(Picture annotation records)
>>>>

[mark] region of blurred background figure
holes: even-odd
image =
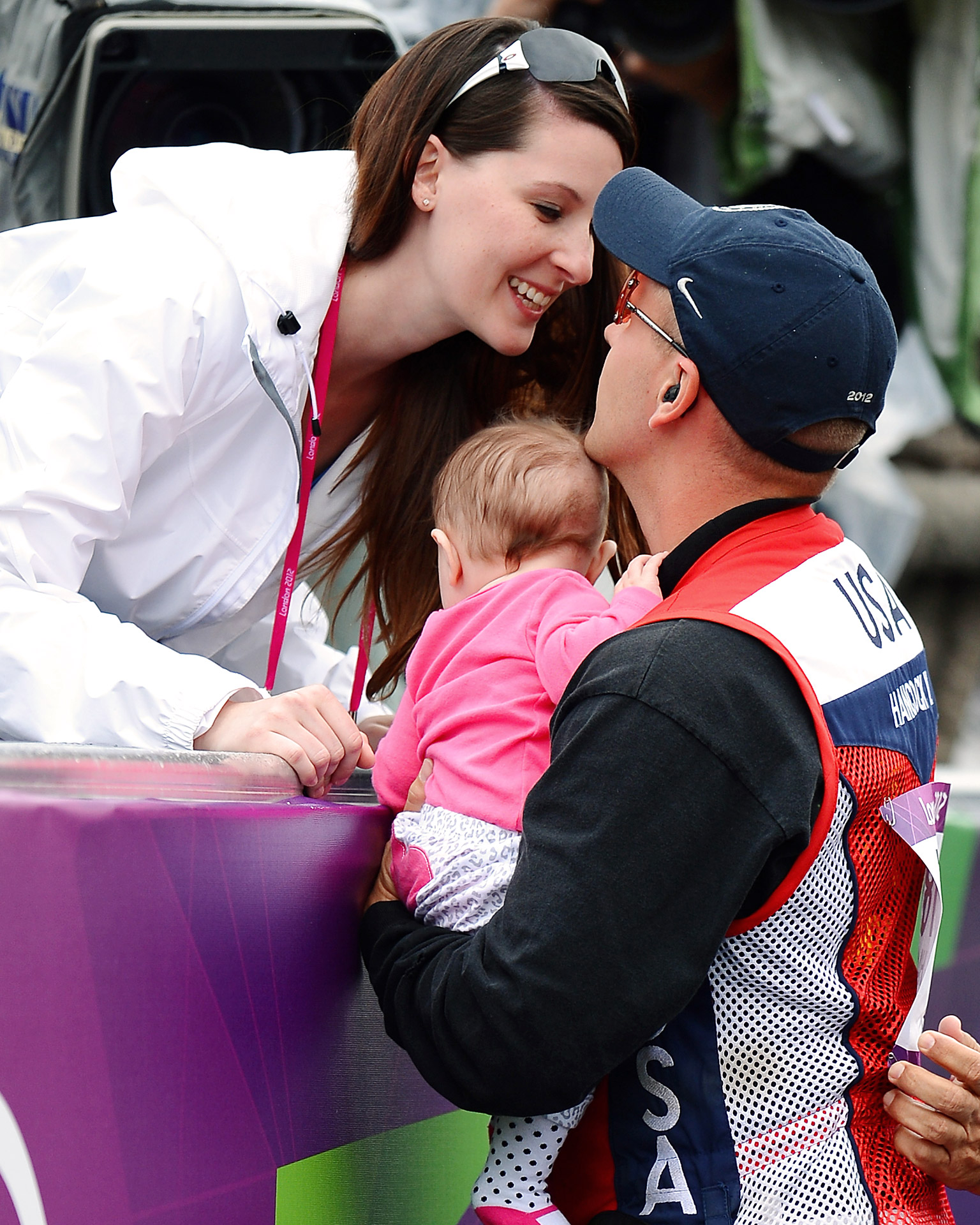
[[[918,620],[940,760],[980,767],[976,0],[492,0],[615,48],[641,162],[704,203],[805,208],[902,337],[877,436],[823,510]]]

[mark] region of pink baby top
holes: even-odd
[[[432,612],[377,748],[379,799],[399,812],[429,757],[428,804],[519,829],[565,686],[594,647],[659,603],[627,587],[610,605],[573,570],[529,570]]]

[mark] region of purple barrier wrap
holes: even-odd
[[[278,1166],[452,1109],[360,978],[388,820],[0,793],[0,1095],[48,1225],[272,1225]]]

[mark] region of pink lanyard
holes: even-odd
[[[347,260],[341,265],[337,273],[337,284],[333,287],[333,300],[330,304],[327,317],[320,328],[320,345],[316,350],[316,364],[314,366],[312,396],[310,405],[310,419],[303,431],[303,463],[299,475],[299,517],[293,532],[293,539],[285,550],[285,564],[283,565],[283,577],[279,581],[279,595],[276,600],[276,620],[272,625],[272,641],[268,644],[268,668],[266,669],[266,688],[272,690],[276,684],[276,669],[279,666],[279,655],[283,649],[283,637],[285,636],[285,622],[289,619],[289,601],[293,598],[293,588],[296,584],[296,568],[299,566],[299,552],[303,545],[303,529],[306,527],[306,510],[310,505],[310,490],[314,484],[314,470],[316,468],[316,448],[320,442],[320,409],[327,402],[327,387],[330,386],[330,369],[333,364],[333,345],[337,341],[337,318],[341,314],[341,290],[344,284],[347,272]],[[306,368],[309,370],[309,366]],[[363,635],[361,635],[363,637]],[[358,660],[360,669],[360,660]],[[366,668],[366,664],[365,664]],[[354,679],[356,687],[356,676]],[[361,685],[364,681],[361,680]],[[352,695],[352,703],[353,703]],[[360,696],[358,696],[358,706]]]

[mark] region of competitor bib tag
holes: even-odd
[[[894,800],[886,800],[878,810],[882,818],[898,837],[907,843],[925,864],[922,882],[922,920],[919,930],[919,984],[915,1000],[898,1035],[889,1062],[907,1060],[921,1063],[919,1038],[925,1027],[929,991],[932,986],[932,967],[936,960],[936,942],[942,922],[942,886],[940,883],[940,848],[946,826],[946,809],[949,804],[948,783],[925,783],[905,791]]]

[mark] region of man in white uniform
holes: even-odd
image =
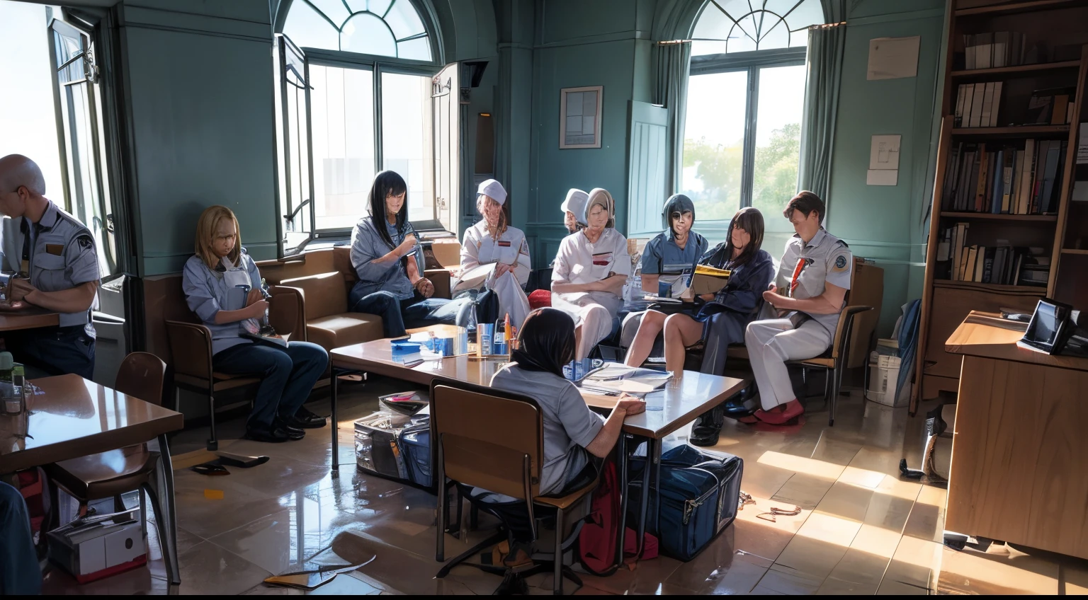
[[[576,360],[611,333],[623,305],[623,284],[631,274],[627,238],[614,227],[615,202],[607,190],[590,192],[582,221],[586,227],[559,243],[552,270],[552,307],[569,314],[577,328]]]
[[[506,190],[495,179],[480,184],[477,191],[477,209],[483,218],[465,230],[461,242],[461,278],[454,285],[454,291],[479,288],[481,285],[495,292],[498,298],[498,318],[510,315],[510,323],[520,327],[529,315],[529,298],[524,286],[529,282],[532,262],[526,234],[506,224]],[[487,275],[475,277],[472,271],[481,265],[494,264]]]
[[[786,361],[812,359],[831,346],[854,257],[824,229],[824,201],[811,191],[798,193],[782,212],[796,234],[786,243],[775,283],[763,293],[763,318],[744,332],[763,409],[742,421],[781,425],[804,413]]]

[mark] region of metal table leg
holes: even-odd
[[[170,445],[166,435],[158,437],[159,464],[156,468],[154,484],[158,507],[154,517],[159,522],[159,545],[162,546],[162,560],[166,563],[166,577],[172,585],[182,583],[181,568],[177,563],[177,511],[174,504],[174,467],[170,460]],[[146,518],[146,515],[145,515]]]

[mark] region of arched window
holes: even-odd
[[[293,0],[279,51],[281,242],[284,254],[314,237],[345,235],[367,214],[374,175],[408,184],[409,218],[457,229],[447,191],[456,67],[440,74],[441,48],[420,0]],[[446,99],[446,104],[441,99]],[[453,136],[456,139],[456,135]]]
[[[283,33],[302,48],[431,61],[431,37],[409,0],[294,0]]]
[[[701,220],[741,207],[788,232],[796,193],[807,28],[820,0],[709,0],[692,27],[680,187]]]

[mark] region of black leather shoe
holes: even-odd
[[[267,429],[263,427],[252,427],[246,429],[246,438],[254,441],[265,441],[269,443],[281,443],[290,439],[287,433],[280,427]]]
[[[295,411],[295,416],[304,421],[314,420],[314,418],[320,418],[321,421],[324,421],[325,418],[329,417],[327,414],[318,414],[311,411],[310,409],[307,409],[306,407],[299,407],[298,410]]]
[[[325,426],[325,417],[310,414],[312,416],[300,416],[295,413],[295,416],[288,416],[283,422],[298,429],[320,429]]]

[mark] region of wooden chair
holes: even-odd
[[[562,498],[541,496],[540,482],[544,459],[544,418],[540,407],[532,399],[489,387],[460,382],[436,379],[431,385],[431,443],[435,454],[438,484],[438,523],[435,560],[445,560],[445,521],[448,505],[446,478],[468,487],[481,487],[496,493],[526,502],[534,537],[540,513],[555,514],[555,547],[551,554],[542,554],[545,563],[551,558],[555,576],[554,591],[562,593],[562,577],[578,586],[581,579],[562,558],[571,550],[581,530],[581,520],[567,523],[568,513],[588,508],[597,479]],[[486,511],[485,502],[474,505]],[[571,532],[564,536],[567,527]],[[438,572],[444,577],[449,571],[484,548],[505,537],[504,533],[485,539],[472,549],[449,561]],[[534,560],[537,554],[534,553]],[[502,574],[505,570],[471,564],[484,571]],[[542,565],[545,566],[546,565]],[[526,574],[522,574],[526,575]]]
[[[274,286],[269,321],[281,335],[292,334],[306,339],[305,322],[299,324],[302,301],[298,290]],[[212,368],[211,330],[194,321],[166,321],[170,353],[174,367],[174,408],[181,404],[181,390],[186,389],[208,397],[209,438],[208,450],[219,449],[215,435],[215,396],[247,386],[260,384],[251,375],[219,373]]]
[[[161,405],[165,376],[166,363],[161,359],[147,352],[133,352],[121,363],[113,388],[145,402]],[[121,500],[121,495],[134,489],[140,490],[154,511],[166,575],[171,583],[180,584],[178,573],[173,568],[176,558],[171,557],[174,548],[165,541],[168,523],[160,510],[161,500],[156,491],[157,486],[152,483],[158,460],[158,451],[148,450],[146,443],[139,443],[46,465],[45,471],[49,475],[52,497],[52,517],[53,523],[57,523],[58,488],[79,502],[79,514],[86,512],[88,502],[104,498],[113,498],[114,509],[122,511],[124,502]],[[140,504],[144,503],[144,497],[140,497]],[[146,514],[140,516],[147,518]]]

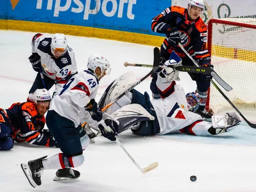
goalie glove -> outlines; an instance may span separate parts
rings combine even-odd
[[[117,136],[118,125],[116,121],[107,119],[104,121],[105,125],[102,124],[99,124],[99,129],[104,137],[109,139],[111,141],[115,141],[116,140],[116,136]],[[103,124],[104,124],[103,122]],[[107,129],[104,127],[104,125],[107,126]]]
[[[235,112],[228,112],[224,115],[211,117],[213,127],[216,129],[216,135],[229,132],[240,124],[241,120]]]

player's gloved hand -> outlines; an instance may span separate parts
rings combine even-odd
[[[36,72],[39,72],[41,68],[40,56],[36,53],[33,53],[32,55],[28,57],[28,60],[31,63],[33,69]]]
[[[211,65],[211,63],[209,62],[206,64],[201,65],[201,67],[213,68],[213,65]],[[205,74],[205,80],[207,81],[210,81],[211,80],[211,78],[213,78],[213,76],[210,75],[210,74]]]
[[[55,141],[55,139],[54,138],[53,136],[51,136],[49,138],[49,146],[50,147],[55,146],[57,148],[59,147],[58,144],[57,143],[56,141]]]
[[[165,33],[168,42],[171,47],[175,47],[180,42],[180,36],[177,27],[174,27]]]
[[[99,124],[99,129],[100,129],[100,130],[101,132],[101,134],[102,134],[104,137],[109,139],[110,141],[115,141],[116,140],[116,136],[117,135],[117,132],[114,127],[114,121],[110,119],[107,119],[105,120],[105,123],[106,124],[106,125],[111,128],[112,131],[111,132],[107,131],[102,125]]]
[[[87,108],[88,107],[86,106],[85,110],[90,112],[93,120],[98,122],[100,121],[102,119],[102,112],[101,111],[101,109],[94,99],[91,99],[90,101],[89,105],[92,105],[92,106],[90,108]]]

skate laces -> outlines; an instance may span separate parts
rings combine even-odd
[[[37,177],[41,177],[43,174],[43,168],[41,168],[37,171],[35,171],[35,175],[37,176]]]

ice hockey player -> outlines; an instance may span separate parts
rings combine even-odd
[[[240,124],[240,118],[234,112],[213,115],[212,122],[204,121],[200,115],[191,112],[199,106],[199,96],[190,93],[186,97],[183,88],[176,83],[180,78],[179,71],[174,67],[181,63],[180,58],[173,52],[170,60],[164,64],[164,68],[157,73],[156,86],[161,100],[150,100],[146,92],[142,95],[134,89],[113,105],[111,111],[107,111],[109,114],[114,112],[111,118],[105,120],[115,129],[112,135],[109,133],[109,139],[115,140],[117,133],[129,129],[134,134],[141,136],[179,131],[193,135],[210,136],[229,132]]]
[[[180,42],[200,66],[213,67],[206,48],[207,28],[200,17],[204,13],[204,7],[203,0],[189,0],[188,8],[171,6],[153,18],[152,30],[157,33],[164,33],[166,36],[161,46],[160,65],[163,65],[169,59],[173,51],[175,51],[181,58],[184,65],[194,65],[191,60],[178,46],[178,43]],[[205,107],[207,91],[212,77],[209,75],[189,74],[192,80],[196,82],[195,92],[199,93],[200,97],[200,105],[196,112],[210,120],[212,114],[206,111]],[[157,72],[152,75],[152,80],[150,85],[152,96],[156,99],[160,98],[156,86],[157,76]]]
[[[102,112],[95,97],[99,81],[110,73],[110,65],[106,58],[92,55],[87,67],[88,70],[75,75],[64,85],[53,98],[46,116],[47,127],[62,152],[21,164],[34,188],[41,185],[41,176],[46,169],[59,169],[55,180],[78,178],[79,172],[70,168],[83,164],[83,150],[90,142],[80,123],[87,122],[96,127],[99,124],[99,127],[102,129],[100,124]]]
[[[49,90],[55,85],[54,95],[77,73],[74,52],[68,46],[64,34],[56,33],[53,38],[41,33],[36,34],[32,38],[31,45],[32,55],[28,60],[33,69],[38,73],[29,91],[28,101],[33,101],[33,93],[37,88],[46,88]]]
[[[13,141],[40,146],[57,146],[48,130],[43,130],[45,114],[51,100],[45,88],[36,90],[34,102],[13,104],[9,109],[0,109],[0,150],[9,150]]]

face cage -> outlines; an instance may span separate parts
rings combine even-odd
[[[204,14],[204,8],[201,8],[200,7],[199,7],[199,6],[195,6],[194,4],[189,4],[189,8],[188,8],[188,10],[189,10],[189,12],[190,12],[190,9],[191,9],[191,6],[195,6],[195,7],[199,7],[200,8],[202,9],[202,11],[201,11],[201,13],[200,14],[200,16],[201,16],[201,14]]]
[[[188,97],[192,97],[192,99],[189,101],[188,101]],[[186,102],[188,103],[188,105],[190,106],[192,109],[193,109],[193,112],[194,112],[195,111],[196,111],[198,110],[198,109],[199,107],[199,105],[200,105],[200,101],[197,101],[195,97],[193,95],[188,95],[188,96],[186,97]],[[194,101],[194,100],[195,100],[196,102],[196,104],[195,105],[191,105],[192,104],[192,102]],[[189,107],[188,107],[189,108]]]
[[[56,55],[55,55],[55,52],[56,52],[56,53],[58,53],[58,52],[60,52],[60,51],[56,51],[55,50],[54,50],[52,47],[51,47],[51,52],[52,52],[52,54],[56,58],[58,58],[58,57],[60,57],[61,56],[62,56],[63,55],[64,55],[64,54],[66,53],[66,52],[67,52],[67,48],[66,48],[66,50],[65,50],[63,51],[62,51],[62,53],[60,55],[60,56],[56,56]]]

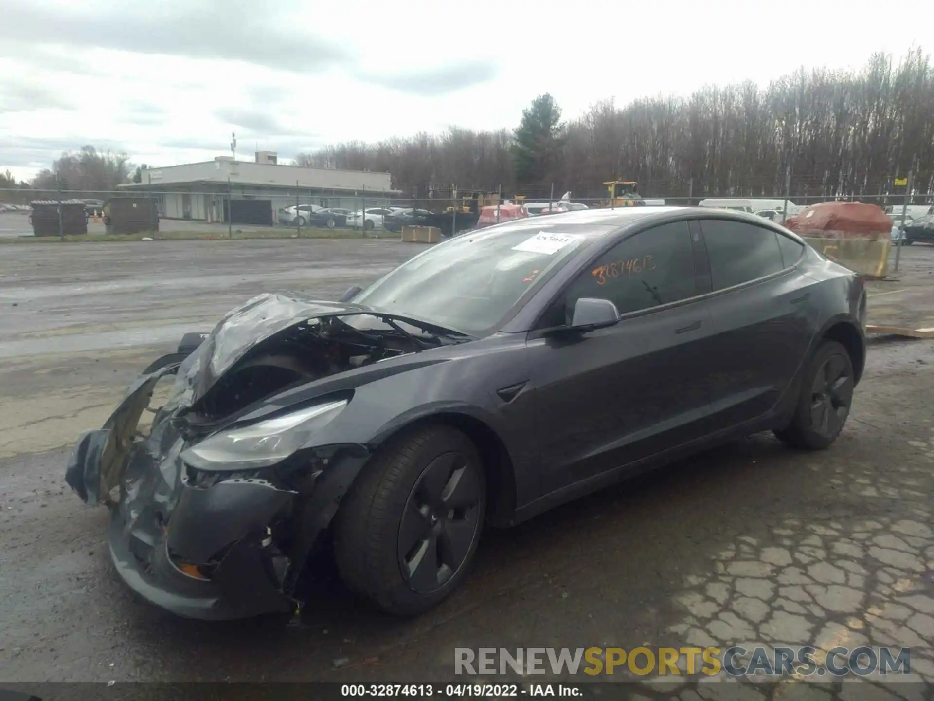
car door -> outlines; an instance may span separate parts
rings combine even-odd
[[[796,264],[804,247],[772,229],[702,219],[718,366],[714,420],[729,429],[766,414],[804,360],[816,308]]]
[[[544,494],[704,436],[713,328],[686,222],[626,238],[583,270],[530,334]],[[614,326],[553,335],[577,299],[610,299]]]

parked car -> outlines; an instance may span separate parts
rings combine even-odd
[[[347,216],[347,226],[351,226],[354,229],[365,229],[366,231],[381,229],[383,228],[383,217],[401,209],[402,207],[394,210],[388,207],[374,207],[368,208],[365,215],[358,209]]]
[[[296,226],[307,226],[308,219],[314,212],[323,209],[318,205],[292,205],[283,209],[279,209],[278,220],[280,224],[295,224]]]
[[[84,203],[84,216],[91,219],[93,216],[101,216],[104,211],[104,200],[81,200]]]
[[[898,226],[899,229],[911,226],[914,222],[914,218],[908,215],[902,217],[900,214],[889,214],[888,218],[892,220],[892,225]]]
[[[934,214],[925,214],[906,223],[902,229],[903,246],[911,246],[915,241],[934,243]]]
[[[544,214],[558,214],[560,211],[557,202],[525,202],[522,206],[529,212],[530,217],[541,217]]]
[[[117,574],[177,614],[241,618],[294,611],[333,552],[353,590],[412,615],[464,580],[484,523],[758,431],[806,450],[840,435],[861,276],[751,214],[543,225],[449,238],[340,302],[254,297],[157,359],[66,470],[110,508]]]
[[[401,209],[383,216],[383,228],[398,232],[403,226],[426,226],[431,215],[427,209]]]
[[[308,214],[308,225],[324,226],[328,229],[333,229],[337,226],[347,226],[347,217],[352,213],[349,209],[342,209],[339,207],[329,207],[324,209],[318,209],[316,212]]]

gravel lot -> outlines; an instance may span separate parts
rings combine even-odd
[[[916,683],[872,678],[812,697],[932,693],[929,340],[871,341],[830,450],[755,436],[488,531],[474,576],[420,619],[362,608],[326,563],[299,624],[185,621],[135,600],[106,555],[106,512],[64,484],[78,434],[149,359],[238,302],[288,289],[333,298],[418,250],[286,239],[0,250],[0,681],[441,680],[455,647],[867,643],[911,646]],[[906,248],[899,279],[870,285],[870,321],[934,320],[932,270],[934,248]],[[738,685],[702,686],[714,698]],[[795,697],[743,687],[733,697]]]

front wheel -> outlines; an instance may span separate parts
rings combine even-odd
[[[808,364],[791,423],[775,436],[793,448],[828,447],[850,415],[854,385],[850,354],[840,343],[825,341]]]
[[[341,578],[387,613],[428,610],[466,576],[486,502],[480,456],[466,436],[432,425],[399,436],[341,504],[334,525]]]

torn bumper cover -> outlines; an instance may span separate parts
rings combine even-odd
[[[122,579],[152,604],[189,618],[293,610],[283,586],[289,559],[268,527],[294,493],[243,478],[194,486],[178,457],[184,441],[166,423],[158,429],[131,447],[119,483],[100,495],[111,510],[107,541]],[[78,440],[65,480],[85,501],[98,500],[117,437],[105,428]]]
[[[145,599],[201,619],[294,610],[291,594],[308,556],[368,450],[309,447],[302,438],[289,470],[235,460],[206,469],[182,456],[222,430],[192,428],[180,417],[263,339],[334,311],[283,295],[254,298],[180,364],[163,366],[163,358],[150,365],[157,369],[136,379],[104,426],[78,439],[65,481],[86,503],[109,508],[111,558]],[[140,418],[167,376],[174,376],[171,396],[144,435]]]

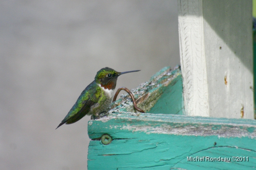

<<<<

### EXERCISE REQUIREMENTS
Pull out every line in the records above that contains the word "span", and copy each one unchanged.

### OUTPUT FOR THIS EXERCISE
goalie glove -> outlines; an instance may span separate parts
player's gloved hand -> outlines; an instance may span separate parts
skate laces -> outlines; an instance may span separate parts
ice hockey player -> outlines; an instance may span separate parts
face cage -> outlines; an instance may span separate parts
car door -> outlines; an instance may span separate parts
parked car -> outlines; an instance may span separate parts
gravel lot -> outlines; an instance may span separate parts
front wheel -> outlines; an instance may span separate parts
torn bumper cover -> outlines; an instance may span separate parts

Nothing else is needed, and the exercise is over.